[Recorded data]

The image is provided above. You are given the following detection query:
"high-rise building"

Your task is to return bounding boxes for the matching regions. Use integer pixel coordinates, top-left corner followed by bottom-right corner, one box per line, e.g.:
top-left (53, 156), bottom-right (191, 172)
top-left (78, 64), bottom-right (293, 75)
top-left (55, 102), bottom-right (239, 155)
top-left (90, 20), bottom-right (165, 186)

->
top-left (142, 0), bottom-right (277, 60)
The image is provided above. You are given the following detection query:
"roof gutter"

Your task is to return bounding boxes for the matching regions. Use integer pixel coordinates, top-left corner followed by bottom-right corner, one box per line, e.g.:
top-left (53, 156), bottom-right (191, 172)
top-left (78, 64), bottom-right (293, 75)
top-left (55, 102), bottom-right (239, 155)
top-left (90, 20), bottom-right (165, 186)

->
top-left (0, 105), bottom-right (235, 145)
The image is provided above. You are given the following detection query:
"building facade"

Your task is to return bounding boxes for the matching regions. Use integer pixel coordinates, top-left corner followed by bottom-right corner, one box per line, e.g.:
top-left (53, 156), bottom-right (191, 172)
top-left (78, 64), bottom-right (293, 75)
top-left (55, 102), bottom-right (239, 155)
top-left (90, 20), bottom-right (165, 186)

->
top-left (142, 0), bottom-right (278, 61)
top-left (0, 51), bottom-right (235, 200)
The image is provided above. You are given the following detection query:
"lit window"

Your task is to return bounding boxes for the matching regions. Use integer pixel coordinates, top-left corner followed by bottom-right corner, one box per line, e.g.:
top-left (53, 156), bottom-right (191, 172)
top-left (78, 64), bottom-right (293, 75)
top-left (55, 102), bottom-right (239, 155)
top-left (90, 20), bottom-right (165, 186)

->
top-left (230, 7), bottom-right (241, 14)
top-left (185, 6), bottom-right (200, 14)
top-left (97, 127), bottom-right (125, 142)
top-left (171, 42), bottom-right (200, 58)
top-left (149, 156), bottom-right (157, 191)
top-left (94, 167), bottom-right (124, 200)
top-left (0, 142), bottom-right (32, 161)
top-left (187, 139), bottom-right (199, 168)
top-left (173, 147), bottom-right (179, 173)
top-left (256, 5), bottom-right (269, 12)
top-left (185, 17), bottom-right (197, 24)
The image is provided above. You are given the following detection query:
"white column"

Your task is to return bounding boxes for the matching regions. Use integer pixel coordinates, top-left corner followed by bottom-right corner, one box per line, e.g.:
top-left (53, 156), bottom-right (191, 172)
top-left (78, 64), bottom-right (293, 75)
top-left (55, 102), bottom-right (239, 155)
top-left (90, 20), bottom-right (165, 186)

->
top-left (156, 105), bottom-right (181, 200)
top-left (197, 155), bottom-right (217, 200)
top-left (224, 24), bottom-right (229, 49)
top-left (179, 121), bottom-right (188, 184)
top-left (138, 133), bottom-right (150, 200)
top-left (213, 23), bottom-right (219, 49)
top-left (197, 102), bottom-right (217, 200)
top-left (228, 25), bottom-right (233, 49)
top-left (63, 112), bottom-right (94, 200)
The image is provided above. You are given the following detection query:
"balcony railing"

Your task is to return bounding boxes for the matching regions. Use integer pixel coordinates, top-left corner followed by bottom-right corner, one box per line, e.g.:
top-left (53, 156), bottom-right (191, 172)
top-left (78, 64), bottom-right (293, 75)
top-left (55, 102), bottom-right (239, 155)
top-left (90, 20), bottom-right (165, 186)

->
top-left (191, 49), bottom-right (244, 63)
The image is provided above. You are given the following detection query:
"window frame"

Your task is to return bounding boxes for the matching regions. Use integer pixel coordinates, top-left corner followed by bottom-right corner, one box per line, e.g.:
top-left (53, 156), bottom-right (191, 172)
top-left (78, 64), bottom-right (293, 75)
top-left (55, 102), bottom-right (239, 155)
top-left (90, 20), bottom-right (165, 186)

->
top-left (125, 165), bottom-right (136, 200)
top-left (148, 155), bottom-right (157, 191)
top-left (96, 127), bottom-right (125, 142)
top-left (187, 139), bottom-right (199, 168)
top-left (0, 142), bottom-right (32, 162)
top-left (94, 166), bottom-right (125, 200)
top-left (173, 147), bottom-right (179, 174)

:: To do ::
Put the recorded data above into a two-column CSV with one row per record and the columns "prompt" and "response", holding each record's text and its answer. Wrap every field in quotes and replace line breaks with spaces.

:: Result of this task ::
prompt,response
"The image is provided above. You are given the following detection query: ""high-rise building"" Your task is to return bounding boxes for the matching regions. Use integer pixel coordinates, top-left corner followed by bottom-right corner, one box per line, e.g.: top-left (53, 156), bottom-right (191, 172) top-left (78, 64), bottom-right (293, 75) top-left (55, 102), bottom-right (239, 155) top-left (90, 20), bottom-right (165, 186) ->","top-left (142, 0), bottom-right (277, 60)"
"The image is provided above. You are given the following detection query: ""roof gutter"" Your task is to return bounding boxes for the matching regions. Use integer pixel coordinates, top-left corner followed by bottom-right corner, one box per line, e.g.: top-left (53, 156), bottom-right (191, 172) top-left (78, 64), bottom-right (293, 75) top-left (55, 102), bottom-right (239, 155) top-left (90, 20), bottom-right (165, 186) ->","top-left (0, 105), bottom-right (235, 145)"
"The image is provided above. You are given the following detection query: ""building facade"" Your task is to return bounding boxes for the matching regions. Use integer pixel coordinates, top-left corner followed by bottom-right corner, one box per line, e.g.: top-left (53, 156), bottom-right (191, 172) top-left (78, 64), bottom-right (293, 75) top-left (55, 102), bottom-right (239, 155) top-left (90, 20), bottom-right (165, 186) ->","top-left (142, 0), bottom-right (278, 61) top-left (0, 51), bottom-right (235, 200)"
"The image is provided above. You are given the following detection query: ""lit window"" Your task is to return bounding boxes for the matching regions. Use integer pixel coordinates, top-left corner followed by bottom-right corner, one box per line, e.g.: top-left (53, 156), bottom-right (191, 172) top-left (78, 64), bottom-right (293, 75) top-left (55, 102), bottom-right (239, 155) top-left (90, 20), bottom-right (165, 186) ->","top-left (230, 7), bottom-right (241, 14) top-left (185, 6), bottom-right (200, 14) top-left (97, 127), bottom-right (125, 142) top-left (171, 42), bottom-right (200, 58) top-left (149, 156), bottom-right (157, 191) top-left (94, 167), bottom-right (124, 200) top-left (0, 142), bottom-right (32, 161) top-left (187, 139), bottom-right (199, 168) top-left (173, 147), bottom-right (179, 173) top-left (256, 5), bottom-right (269, 12) top-left (185, 17), bottom-right (197, 24)"
"The image is provided above. You are given the following detection query: ""white column"" Your task is to return bounding boxes for the matching regions. Use integer pixel coordinates, top-left corner followed by bottom-right corner, one box per line, e.g.: top-left (53, 156), bottom-right (191, 172) top-left (78, 64), bottom-right (293, 75) top-left (55, 102), bottom-right (239, 155) top-left (90, 20), bottom-right (165, 186) ->","top-left (156, 105), bottom-right (181, 200) top-left (197, 155), bottom-right (217, 200) top-left (224, 24), bottom-right (229, 49) top-left (179, 121), bottom-right (188, 184) top-left (138, 133), bottom-right (150, 200) top-left (213, 23), bottom-right (219, 49) top-left (197, 102), bottom-right (217, 200) top-left (228, 25), bottom-right (233, 49) top-left (63, 112), bottom-right (94, 200)"
"The image is provided above. You are given the following detection query: ""balcony railing"" Your task is to return bounding boxes for the matching regions. Use integer pixel coordinates, top-left corner followed by bottom-right corner, one box per line, e.g.: top-left (53, 156), bottom-right (191, 172) top-left (78, 64), bottom-right (293, 75) top-left (55, 102), bottom-right (239, 155) top-left (90, 20), bottom-right (165, 186) ->","top-left (191, 49), bottom-right (244, 63)"
"The image is provided above. You are given the following detection query: ""window frame"" Your task is to return bounding boxes for the matching regions. Use integer pixel coordinates, top-left corner followed by bottom-right corner, one box per line, e.g.: top-left (53, 156), bottom-right (191, 172) top-left (78, 64), bottom-right (293, 75) top-left (55, 102), bottom-right (239, 155) top-left (90, 20), bottom-right (165, 186) ->","top-left (125, 165), bottom-right (136, 200) top-left (148, 155), bottom-right (157, 191) top-left (96, 127), bottom-right (125, 142) top-left (187, 139), bottom-right (199, 168) top-left (0, 142), bottom-right (32, 162) top-left (94, 166), bottom-right (125, 200) top-left (173, 147), bottom-right (179, 174)"